Write down each entry again, exactly as it reads.

= = = = = = =

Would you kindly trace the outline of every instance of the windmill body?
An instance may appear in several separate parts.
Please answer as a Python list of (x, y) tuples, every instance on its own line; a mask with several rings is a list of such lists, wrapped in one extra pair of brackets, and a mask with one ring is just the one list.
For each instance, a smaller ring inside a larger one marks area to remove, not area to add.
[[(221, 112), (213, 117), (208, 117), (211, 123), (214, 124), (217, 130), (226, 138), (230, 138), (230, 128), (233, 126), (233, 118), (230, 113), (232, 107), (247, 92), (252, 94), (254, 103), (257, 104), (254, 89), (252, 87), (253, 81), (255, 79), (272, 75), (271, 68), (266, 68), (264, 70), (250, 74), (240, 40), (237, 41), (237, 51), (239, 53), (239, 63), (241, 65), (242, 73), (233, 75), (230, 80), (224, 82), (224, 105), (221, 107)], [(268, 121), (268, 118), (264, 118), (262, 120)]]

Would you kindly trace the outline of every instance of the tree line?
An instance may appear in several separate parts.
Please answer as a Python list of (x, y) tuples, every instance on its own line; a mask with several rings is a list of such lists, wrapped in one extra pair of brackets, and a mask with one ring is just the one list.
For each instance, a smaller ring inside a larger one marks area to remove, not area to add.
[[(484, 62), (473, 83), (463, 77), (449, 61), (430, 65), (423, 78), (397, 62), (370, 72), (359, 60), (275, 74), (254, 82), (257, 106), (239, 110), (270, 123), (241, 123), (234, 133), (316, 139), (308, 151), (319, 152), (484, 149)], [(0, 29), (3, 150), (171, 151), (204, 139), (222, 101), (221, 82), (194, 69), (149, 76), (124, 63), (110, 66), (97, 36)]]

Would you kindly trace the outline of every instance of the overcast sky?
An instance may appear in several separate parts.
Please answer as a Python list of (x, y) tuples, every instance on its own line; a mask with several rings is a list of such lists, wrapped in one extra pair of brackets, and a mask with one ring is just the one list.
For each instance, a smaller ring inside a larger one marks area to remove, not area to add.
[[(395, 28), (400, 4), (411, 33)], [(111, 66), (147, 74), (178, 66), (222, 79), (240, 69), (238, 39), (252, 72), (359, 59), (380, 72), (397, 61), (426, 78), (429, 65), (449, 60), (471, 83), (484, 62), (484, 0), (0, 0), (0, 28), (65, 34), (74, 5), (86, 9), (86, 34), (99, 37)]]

= = = = = = =

* _COMPLETE OUTPUT_:
Would you kindly trace the outline of every instance of the windmill body?
An instance may appear in several separate parts.
Please answer as a Python list of (x, y) tuples, every instance on its own line; a mask with several rings is a list of such lists, wrapped in one extra pair of brackets, and a mask with one ring is just the one list.
For each instance, a smaller ring inside a larger one marks area to remove, not area to add.
[[(221, 112), (213, 117), (208, 117), (211, 123), (214, 124), (217, 130), (226, 138), (230, 138), (230, 128), (233, 126), (233, 118), (230, 113), (232, 107), (247, 92), (252, 94), (254, 103), (257, 104), (254, 89), (252, 87), (253, 81), (255, 79), (272, 75), (271, 68), (266, 68), (264, 70), (250, 74), (240, 40), (237, 41), (237, 51), (239, 53), (239, 63), (241, 65), (242, 73), (233, 75), (230, 80), (224, 82), (224, 105), (221, 107)], [(268, 121), (268, 118), (264, 118), (262, 120)]]

Would you kindly trace the outline of every instance of the tree line?
An instance may appear in several separate parts.
Please answer as a Python list of (x, y) tuples, every instance on its own line; a mask with several rings is a list of such lists, wrapped in one extra pair of brackets, and a mask with one ring is just the one list.
For each instance, a smaller ring inside a larger one marks area to remove, not area to add.
[[(484, 62), (473, 83), (463, 77), (449, 61), (430, 65), (423, 78), (397, 62), (370, 72), (359, 60), (275, 74), (254, 82), (257, 106), (239, 110), (270, 123), (241, 123), (234, 133), (316, 139), (308, 151), (319, 152), (484, 149)], [(0, 29), (3, 150), (171, 151), (204, 139), (222, 101), (221, 82), (194, 69), (149, 76), (124, 63), (110, 66), (97, 36)]]

Would you kindly trace the outline of every instance of the overcast sky?
An instance may appear in several separate parts.
Please answer as a Python list of (x, y) tuples, every instance on its own line; a mask with several rings is a list of such lists, wrapped in one extra pair of brackets, and a mask with one ring is just the one list.
For each instance, a smaller ring inside a larger one marks area to remove, not area to add.
[[(395, 28), (400, 4), (411, 33)], [(111, 66), (147, 74), (178, 66), (222, 79), (240, 69), (238, 39), (252, 72), (359, 59), (380, 72), (397, 61), (426, 78), (429, 65), (449, 60), (471, 83), (484, 62), (484, 0), (0, 0), (0, 28), (65, 34), (74, 5), (86, 9), (86, 34), (99, 37)]]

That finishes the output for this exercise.